> What is asked:
Emit the data below verbatim, stripping out any pictures.

> Extracted data:
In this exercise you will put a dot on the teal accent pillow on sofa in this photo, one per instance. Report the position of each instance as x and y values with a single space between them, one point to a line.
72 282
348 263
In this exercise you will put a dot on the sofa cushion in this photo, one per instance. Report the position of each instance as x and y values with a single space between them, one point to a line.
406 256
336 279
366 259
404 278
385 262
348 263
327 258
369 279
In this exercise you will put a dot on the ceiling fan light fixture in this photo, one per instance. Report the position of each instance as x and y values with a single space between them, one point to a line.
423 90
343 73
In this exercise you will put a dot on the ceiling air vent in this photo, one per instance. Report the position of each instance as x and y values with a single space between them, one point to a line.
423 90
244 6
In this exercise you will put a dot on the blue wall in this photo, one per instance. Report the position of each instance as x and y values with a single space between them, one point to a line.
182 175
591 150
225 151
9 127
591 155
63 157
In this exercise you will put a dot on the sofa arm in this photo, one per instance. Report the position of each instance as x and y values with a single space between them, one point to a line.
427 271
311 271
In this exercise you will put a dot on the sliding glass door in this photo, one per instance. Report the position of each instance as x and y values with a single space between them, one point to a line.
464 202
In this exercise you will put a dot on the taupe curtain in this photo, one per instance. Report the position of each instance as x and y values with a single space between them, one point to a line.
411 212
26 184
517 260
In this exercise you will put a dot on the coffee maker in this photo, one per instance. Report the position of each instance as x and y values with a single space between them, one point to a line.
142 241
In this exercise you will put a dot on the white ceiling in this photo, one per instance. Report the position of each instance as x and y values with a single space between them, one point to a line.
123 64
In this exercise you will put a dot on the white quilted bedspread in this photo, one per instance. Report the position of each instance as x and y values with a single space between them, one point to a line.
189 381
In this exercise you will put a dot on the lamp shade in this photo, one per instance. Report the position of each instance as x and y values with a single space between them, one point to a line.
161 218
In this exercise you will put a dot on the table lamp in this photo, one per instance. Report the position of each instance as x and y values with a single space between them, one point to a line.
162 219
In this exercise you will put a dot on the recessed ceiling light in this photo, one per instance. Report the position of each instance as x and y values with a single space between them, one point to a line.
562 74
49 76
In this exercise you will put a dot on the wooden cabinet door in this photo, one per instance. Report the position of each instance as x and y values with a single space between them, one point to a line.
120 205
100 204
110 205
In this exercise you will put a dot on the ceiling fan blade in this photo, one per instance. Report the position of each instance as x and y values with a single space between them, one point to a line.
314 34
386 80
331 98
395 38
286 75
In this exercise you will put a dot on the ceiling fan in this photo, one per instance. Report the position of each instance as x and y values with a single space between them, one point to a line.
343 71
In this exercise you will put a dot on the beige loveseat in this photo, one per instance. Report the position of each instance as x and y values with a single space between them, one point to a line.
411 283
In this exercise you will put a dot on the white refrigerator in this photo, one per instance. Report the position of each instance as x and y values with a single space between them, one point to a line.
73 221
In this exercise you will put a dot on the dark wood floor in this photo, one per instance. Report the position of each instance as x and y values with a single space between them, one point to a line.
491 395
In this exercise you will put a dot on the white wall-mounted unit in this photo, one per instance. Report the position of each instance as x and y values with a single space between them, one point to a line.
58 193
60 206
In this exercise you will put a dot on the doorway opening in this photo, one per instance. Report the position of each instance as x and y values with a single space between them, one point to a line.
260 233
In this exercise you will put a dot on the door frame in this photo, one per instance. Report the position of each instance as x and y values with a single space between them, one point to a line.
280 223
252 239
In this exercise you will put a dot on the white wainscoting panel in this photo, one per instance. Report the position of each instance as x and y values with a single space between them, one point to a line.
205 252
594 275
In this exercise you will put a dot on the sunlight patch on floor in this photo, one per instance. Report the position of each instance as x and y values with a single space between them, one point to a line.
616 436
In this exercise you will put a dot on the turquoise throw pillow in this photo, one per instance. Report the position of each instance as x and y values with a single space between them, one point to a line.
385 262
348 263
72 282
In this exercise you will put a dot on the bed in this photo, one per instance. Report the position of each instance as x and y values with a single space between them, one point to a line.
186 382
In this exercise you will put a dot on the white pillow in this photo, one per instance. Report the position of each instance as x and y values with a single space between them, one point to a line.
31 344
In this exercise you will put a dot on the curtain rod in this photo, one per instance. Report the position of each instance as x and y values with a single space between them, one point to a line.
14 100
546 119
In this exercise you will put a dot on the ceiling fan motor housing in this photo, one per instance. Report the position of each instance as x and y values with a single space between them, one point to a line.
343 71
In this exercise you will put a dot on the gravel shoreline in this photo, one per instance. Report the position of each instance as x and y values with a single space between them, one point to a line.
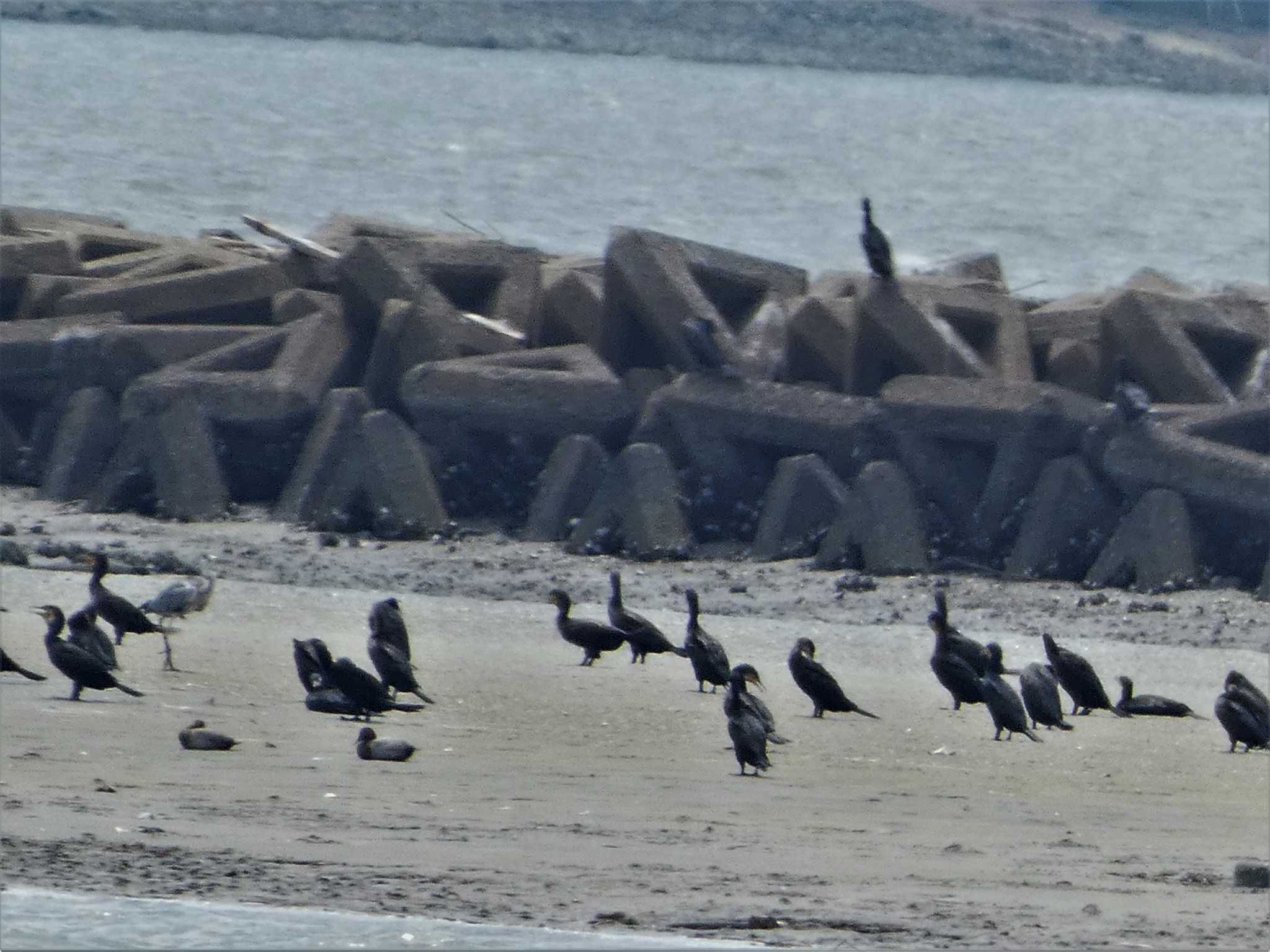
871 37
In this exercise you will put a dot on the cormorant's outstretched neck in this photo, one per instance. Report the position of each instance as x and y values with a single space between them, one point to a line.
876 244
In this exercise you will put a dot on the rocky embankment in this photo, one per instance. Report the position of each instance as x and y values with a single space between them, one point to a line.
877 37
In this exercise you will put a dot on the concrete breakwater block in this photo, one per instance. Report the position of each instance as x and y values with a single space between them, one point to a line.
1245 425
371 475
568 483
87 436
430 328
40 295
573 307
826 347
546 392
982 410
166 464
37 254
398 479
1070 514
879 527
31 362
801 503
1151 549
991 324
912 339
275 377
654 282
332 439
1222 477
235 294
638 509
497 281
776 419
1076 364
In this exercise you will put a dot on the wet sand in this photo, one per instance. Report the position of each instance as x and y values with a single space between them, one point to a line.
556 795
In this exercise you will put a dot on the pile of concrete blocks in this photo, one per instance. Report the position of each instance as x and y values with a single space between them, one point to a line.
409 377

> Answer in full:
In this exercise you will put a dot on the teal accent pillow on sofa in this photo, one per instance. Report the position of each instance as x and y values with a single space between them, one point to a line.
72 282
348 263
In this exercise you will put a dot on the sofa cushion in this photo, one per instance. Report the position of each instance as x and y values with a single space between them, one point to a line.
406 256
336 279
366 259
404 278
385 262
348 263
327 258
369 279
In this exercise you will put a dot on the ceiling fan light fixture in this photo, one per instance. Report the position of each instance as x and y values with a single space between them, one point to a line.
423 90
343 73
In this exercise you will put a dot on the ceiling air vent in this photo, one per instance. Report the position of each instance as x and y values with a single space between them, one point to a line.
423 90
244 6
In this exercise you will put a dot on the blue wall in this photo, one per instance. Report the position of each instance as x and y values with a single space between them, one point to a line.
182 175
591 150
225 151
9 127
591 155
63 157
In this exercise you will put a dot on the sofa arm in this photo, one per instance. Report the position of each instance as x and y values with a single space between them, one point to a line.
427 271
311 271
In this exercise you will put a dot on the sliding glass door in this photo, one per instance. Report the position of each instance as x and y values with a single space between them, one point to a line.
464 202
In this exercise you will put a dot on the taupe curtain in this photo, one per instance. Report the position of each instance as x and y values with a single space between them, one point to a line.
411 212
26 184
517 260
In this exercise you will put a dot on the coffee maker in this photo, one per instance. Report the position of each instance as x and y values with a single space between them, one point to a line.
142 241
In this exercise you will put a dot on the white ceiling in this photo, one per instance. Report the position of each instance as x and y values with a single space between them, one point to a line.
123 64
In this exercise you will put a dot on the white quilted bedspread in this photo, one per instance. Report the position of each instance as x and y values with a single space between them, one point to a line.
189 381
In this exercise you will put a dot on the lamp shade in this photo, one per instance. Report the position of each instance as x and y values with a single space between them, one point to a line.
161 218
In this exercise you will put a dot on the table lamp in this photo, one per instance. Report the position of each instance as x and y values with a single space between them, one point to a line.
162 219
In this exercise you will put a dot on the recessed ceiling light in this photo, one per instance. Report the position of each instance as x and y values with a single space between them, one point to a line.
562 74
49 76
In this exercise you will put a dot on the wooden cabinet door in this photo, one per instance. Report the position of each instance as x and y values with a single space between them, one point to a line.
120 205
100 204
110 205
In this exercise you will put a dot on the ceiling fan blade in this photo, one per instance. Report the position of each instance as x and y values with a single space between them, one point to a line.
314 34
386 80
331 98
395 38
286 75
In this exercise you will put a dot on the ceiling fan in this photo, one per instance. Report the position of each instance as x and y values with a single space between them, one point to a line.
343 71
In this exercise you will put a dot on the beige loveseat in this photo, one per instance. Report the position of each instance as x and y values with a single space between them, one point to a line.
411 283
In this exercise you will put a dot on the white refrigerator in this photo, one per instance. Report the position of each instance as x and y values with a single space between them, one point to a line.
73 221
In this exercise you will put a dot on the dark wood floor in this photo, one per instance. Report the position of each instance as x and y values with a single space between them, one point to a line.
491 395
In this exercise you will put a dot on the white wall-mounted unit in this photo, one per instance. Report the position of each instance as x and y values with a single space between them, one point to a line.
58 193
60 206
In this exercise you will put a dot on the doorway opening in this photo, one per instance. Report the position of each instance as x and y values with a single space between them, one point to a line.
260 233
In this exercise you will put a dot on the door frame in this photo, one per instance. Report the position of each instance as x and y values with a single space between them, one point to a line.
280 223
252 239
In this exercise you will put a dot on the white wainscoting panel in this photo, one per instance. Report the position of each instance as x and y values with a single space between them, one point to a line.
205 252
594 275
In this exercise you will put a dot on the sunlight patch on floor in this photo, one per instance. Report the position of each instance as x and y values with a single space between them, one point to a line.
616 436
In this exercise you will put a dot on the turquoise throw pillow in this photo, one per instance. Report the position of each instance as x and y values with a single space between them, one point to a line.
385 262
348 263
72 282
In this exercise you will put a dot on the bed in this photo, one per instance. Report the position of each instance as x and y values with a single space between them, one point to a line.
186 382
In this exercise you will put a dot on the white pillow in this photo, one per instance. Report the position of each instance as x and y values with a single space between them, one point to a line.
31 344
In this exercise you will put a dot on the curtain rod in this photo, one per instance. Report the position of each instance as x and y values with a single space between them, one point to a line.
14 100
546 119
In this exercise you will put a dot on the ceiling fan motor housing in this photo, one per instance. Report the position of each instance as x and y values with a single space between them, one point to a line.
343 71
In this exercise you will put a dot on the gravel shoreline in this photo, one per instance. Report the position of each instance as x and y values with a single space between them, one point to a line.
871 37
In this exercise you will put a dot on the cormorant's outstretched neck in this photo, one per instance. Report the position of each instance as x and y values with a single space between them, one point to a line.
876 244
In this exercise you will put a dot on the rocky embankment in this photo, one per instance. Report the position of each instance as x and y values with a single space between them, one point to a line.
877 37
In this exercise you will put a dot on the concrete breakwater block in this photo, one per instance. Report the position of each instance as x and y values with a single space between them, one point to a line.
1245 425
371 475
568 483
87 436
430 328
40 295
573 307
826 347
546 392
982 410
166 464
37 254
398 479
1070 514
879 527
31 362
801 503
1151 549
991 324
912 339
275 377
654 282
332 439
1222 477
235 294
638 509
497 281
776 419
1076 364
In this exercise you will put a dot on the wet sand in this photo, one per instance. Report the position of each instance as x and y values with a single space between them, one point to a line.
556 795
In this exercise you will put a dot on the pile of concrete blocks in this photo, one per instance. Report the position of each instance as x and y values with a single space between them, one point to a line.
409 377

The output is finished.